### [Task to carry out]
What you return must match the records below exactly, down to each character.

### [Record set]
== Segment start ==
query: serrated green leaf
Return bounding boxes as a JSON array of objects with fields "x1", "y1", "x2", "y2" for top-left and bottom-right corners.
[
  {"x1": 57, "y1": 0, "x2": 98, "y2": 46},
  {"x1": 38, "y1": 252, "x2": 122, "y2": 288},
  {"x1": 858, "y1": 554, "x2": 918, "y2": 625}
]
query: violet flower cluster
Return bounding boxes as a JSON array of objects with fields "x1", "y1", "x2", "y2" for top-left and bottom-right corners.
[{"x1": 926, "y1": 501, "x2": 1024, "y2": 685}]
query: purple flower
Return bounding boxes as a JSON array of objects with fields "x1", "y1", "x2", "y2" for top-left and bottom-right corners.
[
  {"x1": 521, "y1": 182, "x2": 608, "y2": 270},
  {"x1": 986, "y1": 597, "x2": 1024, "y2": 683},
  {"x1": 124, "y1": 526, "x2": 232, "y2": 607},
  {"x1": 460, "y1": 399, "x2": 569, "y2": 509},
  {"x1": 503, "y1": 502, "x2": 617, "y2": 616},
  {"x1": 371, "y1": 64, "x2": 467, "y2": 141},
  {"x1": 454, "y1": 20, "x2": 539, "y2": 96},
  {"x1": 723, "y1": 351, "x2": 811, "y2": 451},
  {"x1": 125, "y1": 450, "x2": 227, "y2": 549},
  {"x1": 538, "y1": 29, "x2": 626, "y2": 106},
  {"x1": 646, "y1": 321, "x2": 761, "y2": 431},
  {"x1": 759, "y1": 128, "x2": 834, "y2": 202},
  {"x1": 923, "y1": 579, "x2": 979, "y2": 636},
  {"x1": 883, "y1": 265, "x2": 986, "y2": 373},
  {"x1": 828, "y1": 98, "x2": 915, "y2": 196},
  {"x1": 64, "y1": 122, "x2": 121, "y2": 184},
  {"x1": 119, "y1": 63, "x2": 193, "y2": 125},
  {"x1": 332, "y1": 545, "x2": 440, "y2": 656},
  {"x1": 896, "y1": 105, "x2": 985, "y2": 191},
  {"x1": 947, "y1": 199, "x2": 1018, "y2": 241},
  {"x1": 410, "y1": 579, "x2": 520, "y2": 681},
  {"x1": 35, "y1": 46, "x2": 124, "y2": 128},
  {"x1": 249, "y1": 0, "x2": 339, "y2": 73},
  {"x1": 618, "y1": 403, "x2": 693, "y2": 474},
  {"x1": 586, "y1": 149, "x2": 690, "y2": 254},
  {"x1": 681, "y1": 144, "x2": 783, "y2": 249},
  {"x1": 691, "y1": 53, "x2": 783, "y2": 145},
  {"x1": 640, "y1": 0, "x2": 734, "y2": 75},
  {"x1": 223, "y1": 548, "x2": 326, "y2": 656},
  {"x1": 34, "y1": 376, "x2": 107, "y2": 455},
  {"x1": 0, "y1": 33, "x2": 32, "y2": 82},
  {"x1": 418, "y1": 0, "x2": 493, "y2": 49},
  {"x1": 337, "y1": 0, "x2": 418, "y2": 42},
== Segment end ==
### [Exercise response]
query: serrated green leaf
Return bounding boxes as a JSON array of objects with fields "x1", "y1", "x2", "y2" for top-left and bottom-right corners.
[
  {"x1": 57, "y1": 0, "x2": 98, "y2": 46},
  {"x1": 38, "y1": 252, "x2": 122, "y2": 288},
  {"x1": 858, "y1": 554, "x2": 918, "y2": 625}
]
query: violet flower cluster
Return bounding boxes as a JSON array of objects with fields "x1", "y1", "x2", "y2" for top-left and bottom-right corners.
[{"x1": 926, "y1": 501, "x2": 1024, "y2": 685}]
query: purple flower
Return bounding boxes as a JSON array of objects with fields "x1", "y1", "x2", "y2" for top-left and bottom-right corners.
[
  {"x1": 521, "y1": 182, "x2": 608, "y2": 270},
  {"x1": 986, "y1": 597, "x2": 1024, "y2": 683},
  {"x1": 124, "y1": 526, "x2": 232, "y2": 607},
  {"x1": 460, "y1": 399, "x2": 569, "y2": 509},
  {"x1": 503, "y1": 502, "x2": 617, "y2": 616},
  {"x1": 371, "y1": 64, "x2": 467, "y2": 141},
  {"x1": 454, "y1": 20, "x2": 539, "y2": 96},
  {"x1": 723, "y1": 351, "x2": 811, "y2": 451},
  {"x1": 125, "y1": 450, "x2": 227, "y2": 549},
  {"x1": 538, "y1": 29, "x2": 626, "y2": 106},
  {"x1": 646, "y1": 321, "x2": 761, "y2": 431},
  {"x1": 759, "y1": 128, "x2": 834, "y2": 202},
  {"x1": 923, "y1": 579, "x2": 979, "y2": 636},
  {"x1": 883, "y1": 265, "x2": 986, "y2": 373},
  {"x1": 828, "y1": 98, "x2": 915, "y2": 196},
  {"x1": 64, "y1": 122, "x2": 121, "y2": 184},
  {"x1": 119, "y1": 63, "x2": 193, "y2": 125},
  {"x1": 332, "y1": 545, "x2": 440, "y2": 656},
  {"x1": 896, "y1": 105, "x2": 985, "y2": 191},
  {"x1": 947, "y1": 199, "x2": 1018, "y2": 241},
  {"x1": 410, "y1": 579, "x2": 520, "y2": 681},
  {"x1": 35, "y1": 46, "x2": 124, "y2": 128},
  {"x1": 249, "y1": 0, "x2": 339, "y2": 73},
  {"x1": 618, "y1": 403, "x2": 693, "y2": 474},
  {"x1": 586, "y1": 149, "x2": 690, "y2": 254},
  {"x1": 681, "y1": 144, "x2": 783, "y2": 249},
  {"x1": 691, "y1": 53, "x2": 783, "y2": 145},
  {"x1": 640, "y1": 0, "x2": 734, "y2": 75},
  {"x1": 223, "y1": 548, "x2": 326, "y2": 656},
  {"x1": 34, "y1": 376, "x2": 107, "y2": 455},
  {"x1": 0, "y1": 33, "x2": 32, "y2": 82},
  {"x1": 418, "y1": 0, "x2": 493, "y2": 49},
  {"x1": 337, "y1": 0, "x2": 418, "y2": 42},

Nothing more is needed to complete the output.